**WORK ITEM**
Go through the material under this sentence. Return every line holding "each".

**EXERCISE MATERIALS**
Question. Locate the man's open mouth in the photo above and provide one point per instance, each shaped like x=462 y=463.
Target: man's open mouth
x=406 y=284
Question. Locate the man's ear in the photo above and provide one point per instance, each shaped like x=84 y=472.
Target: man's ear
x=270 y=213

==

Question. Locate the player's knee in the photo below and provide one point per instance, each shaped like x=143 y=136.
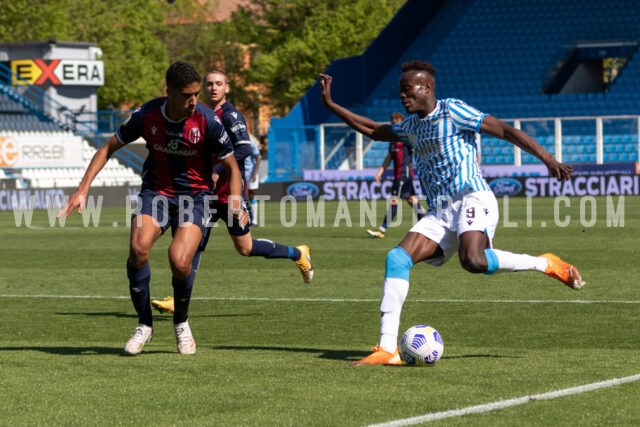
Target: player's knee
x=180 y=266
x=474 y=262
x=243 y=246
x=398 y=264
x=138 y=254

* * *

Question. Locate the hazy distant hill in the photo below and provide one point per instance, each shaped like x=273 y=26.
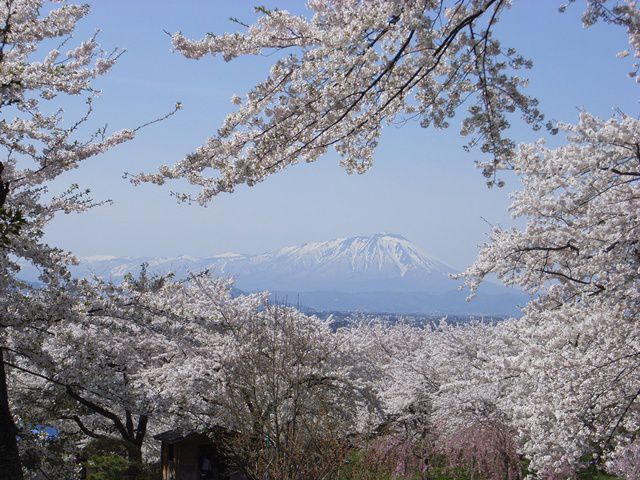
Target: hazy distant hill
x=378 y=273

**YOUR SOLUTION**
Question. Locate the man's open mouth in the photo above and provide one point per instance, each shaped like x=462 y=463.
Question. Locate the man's ear in the photo above and provide one point per instance, each shaped like x=84 y=472.
Question. Locate the player's knee in the photo below and provide one point per instance, each shaped like x=143 y=136.
Question. Locate the hazy distant hill in the photo below and provide one point per instance, each shaped like x=273 y=26.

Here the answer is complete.